= Liberalism in Luxembourg =

This article gives an overview of liberalism in Luxembourg. While liberal thought has had a long history within Luxembourg, organized political liberalism has only been since 1904 when the Liberal League was formed. It wasn't until 1925 that a liberal party became relevant, and since then, a liberal party has been one of the three major political forces in the Grand-Duchy. It is limited to liberal parties with substantial support, mainly proved by having had a representation in parliament. The sign ⇒ denotes another party in that scheme. Not all parties listed have the word "liberal" in their names.

==History==
Each of the following sections describes an element of Luxembourg's liberalism, beginning with the 20th century. The Democratic Party (Demokratesch Partei/Parti Démocratique, member LI, ALDE) is the traditional liberal party.

===From Liberal League to Radical Liberal Party===
- 1904: The Luxembourgian liberals organised themselves in the Liberal League (Ligue Libérale)

◆ **Set task 1**:
Can you reproduce every line of the dataset entries below, offsetting each coordinate in the answers by adding 80 while leaving all other lines, including the format sample, unchanged?
◆ **Set task 2**:
Extend the article on liberalism in Luxembourg past its last line.

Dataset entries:
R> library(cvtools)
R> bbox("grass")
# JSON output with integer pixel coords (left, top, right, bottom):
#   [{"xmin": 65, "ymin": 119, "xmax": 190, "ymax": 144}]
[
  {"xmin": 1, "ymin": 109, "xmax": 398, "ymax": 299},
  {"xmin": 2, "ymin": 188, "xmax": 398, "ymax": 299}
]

◆ **Right answer 1**:
R> library(cvtools)
R> bbox("grass")
# JSON output with integer pixel coords (left, top, right, bottom):
#   [{"xmin": 65, "ymin": 119, "xmax": 190, "ymax": 144}]
[
  {"xmin": 81, "ymin": 189, "xmax": 478, "ymax": 379},
  {"xmin": 82, "ymin": 268, "xmax": 478, "ymax": 379}
]

◆ **Right answer 2**:
- 1925: The Liberal League fell apart in the Radical Socialist Party (Parti Radical-Socialiste), the ⇒ Radical Party (1928) and the ⇒ Liberal Left
- 1931: The Radical-Socialist-affiliated Progressive Democratic Party of the North (Parti Démocratique Progressiste du Nord) was established.
- 1934: The liberal parties re-united into the Radical Liberal Party (Parti Radical-Libérale)
- 1937: The PDPN is renamed into the Liberal Party (Parti Libéral).
- 1940: The party is banned by Germany
- 1945: A new Liberal Party (Parti Libéral) was founded.
- 1950: The Liberal Party merged into the ⇒ Patriotic and Democratic Group.
- 1974: A new Liberal Party (Parti Libéral) seceded from the ⇒ Democratic Party.
- 1980: The Liberal Party disbanded.

===Liberal Left===
- 1925: The Liberal Left (Gauche Libérale) seceded from the ⇒ Liberal League
- 1934: The liberal parties re-united into the ⇒ Radical Liberal Party

===Radical Party===
- 1925: The Radical Party (Parti Radical) seceded from the ⇒ Liberal League
- 1934: The liberal parties re-united into the ⇒ Radical Liberal Party

===From Patriotic and Democratic Group to Democratic Party===
- 1944: After the liberation liberals and members of resistance groups established the Patriotic and Democratic Group (Groupement Patriotique et Démocratique)
- 1952: The party is renamed into the Democratic Group (Groupement Démocratique)
- 1954: The party is renamed into the Democratic Party (Parti Démocratique or Demokratesch Partei)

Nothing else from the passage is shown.